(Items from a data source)
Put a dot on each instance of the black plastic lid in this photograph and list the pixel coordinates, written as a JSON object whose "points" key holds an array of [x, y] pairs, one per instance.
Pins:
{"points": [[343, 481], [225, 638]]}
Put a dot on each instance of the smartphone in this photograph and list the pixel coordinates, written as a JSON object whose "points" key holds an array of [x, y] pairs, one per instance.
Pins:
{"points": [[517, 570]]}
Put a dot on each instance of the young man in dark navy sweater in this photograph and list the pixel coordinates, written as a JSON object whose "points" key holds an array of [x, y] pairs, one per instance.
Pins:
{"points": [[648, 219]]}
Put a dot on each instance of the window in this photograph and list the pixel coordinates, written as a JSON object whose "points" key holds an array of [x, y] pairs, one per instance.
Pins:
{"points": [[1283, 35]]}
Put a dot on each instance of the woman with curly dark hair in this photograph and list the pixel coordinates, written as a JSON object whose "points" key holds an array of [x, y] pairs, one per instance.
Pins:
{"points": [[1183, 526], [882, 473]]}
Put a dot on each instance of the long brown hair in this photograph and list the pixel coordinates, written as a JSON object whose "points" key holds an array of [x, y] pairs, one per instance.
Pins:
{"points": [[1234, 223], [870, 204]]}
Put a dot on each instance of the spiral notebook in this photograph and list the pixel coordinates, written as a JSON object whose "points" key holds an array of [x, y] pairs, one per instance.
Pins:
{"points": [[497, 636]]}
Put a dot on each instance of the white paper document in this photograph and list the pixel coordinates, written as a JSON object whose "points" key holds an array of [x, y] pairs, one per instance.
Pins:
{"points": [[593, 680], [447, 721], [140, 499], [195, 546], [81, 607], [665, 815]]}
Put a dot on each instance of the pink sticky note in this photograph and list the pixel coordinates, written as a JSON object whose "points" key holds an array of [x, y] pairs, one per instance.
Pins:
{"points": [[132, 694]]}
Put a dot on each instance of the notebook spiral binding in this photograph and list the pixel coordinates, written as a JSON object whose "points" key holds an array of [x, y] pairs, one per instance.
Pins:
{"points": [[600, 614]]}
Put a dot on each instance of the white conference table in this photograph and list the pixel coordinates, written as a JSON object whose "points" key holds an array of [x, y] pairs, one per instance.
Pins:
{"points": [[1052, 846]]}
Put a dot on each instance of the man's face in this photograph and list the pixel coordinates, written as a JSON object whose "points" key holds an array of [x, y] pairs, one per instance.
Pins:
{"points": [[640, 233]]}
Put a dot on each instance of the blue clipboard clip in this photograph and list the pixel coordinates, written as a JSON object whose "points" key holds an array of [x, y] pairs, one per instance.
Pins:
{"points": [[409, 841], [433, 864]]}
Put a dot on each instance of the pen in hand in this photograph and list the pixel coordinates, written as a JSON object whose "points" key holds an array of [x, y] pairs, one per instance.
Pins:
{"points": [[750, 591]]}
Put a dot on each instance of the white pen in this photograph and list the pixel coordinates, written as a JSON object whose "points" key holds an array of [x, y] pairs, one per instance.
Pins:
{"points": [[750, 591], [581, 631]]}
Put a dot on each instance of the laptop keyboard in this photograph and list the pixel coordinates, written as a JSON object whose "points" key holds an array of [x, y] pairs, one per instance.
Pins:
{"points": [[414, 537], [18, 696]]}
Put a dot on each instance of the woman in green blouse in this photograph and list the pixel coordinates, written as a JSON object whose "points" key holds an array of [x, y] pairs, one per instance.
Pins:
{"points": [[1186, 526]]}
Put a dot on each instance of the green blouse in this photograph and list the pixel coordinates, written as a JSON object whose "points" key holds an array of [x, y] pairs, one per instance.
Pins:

● Task description:
Please write out the items again, beginning at the line that has "Put a dot on each instance of the pen" and stopping after the last line of the items, with each x and y coordinate in the answers shifted up by 66. Only the numbers in the answers change.

● Finished exercise:
Put a dot on each instance of the pen in hand in this photograph and list the pixel coordinates, written as a JSON object whose "points" key holds an array of [x, y] pairs, one per instance.
Pins:
{"points": [[816, 657]]}
Put a dot on each instance of the white pen in this photograph and list the pixel coordinates, written as a JSON object whose "points" key holds an array of [x, y] pairs, one per instance.
Pins:
{"points": [[816, 657], [647, 697]]}
Put a dot on each instance of the laptop keyboard in this photograph and list the pixel coordinates, written as a JSON object whose "points" key holds an array of [x, y] pairs, one per instance.
Pins:
{"points": [[480, 603], [84, 762]]}
Put a dot on each instance of the woman in green blouse in this photograph and list the pixel coordinates, written as a JSON object whose "points" key holds an array of [x, y] pairs, one per instance.
Pins:
{"points": [[1252, 592]]}
Put a dot on each instance of the green blouse in this photograph and list the pixel coordinates, written as a JSON object whose "points" key holds an array of [x, y] pairs, one per instance.
Pins:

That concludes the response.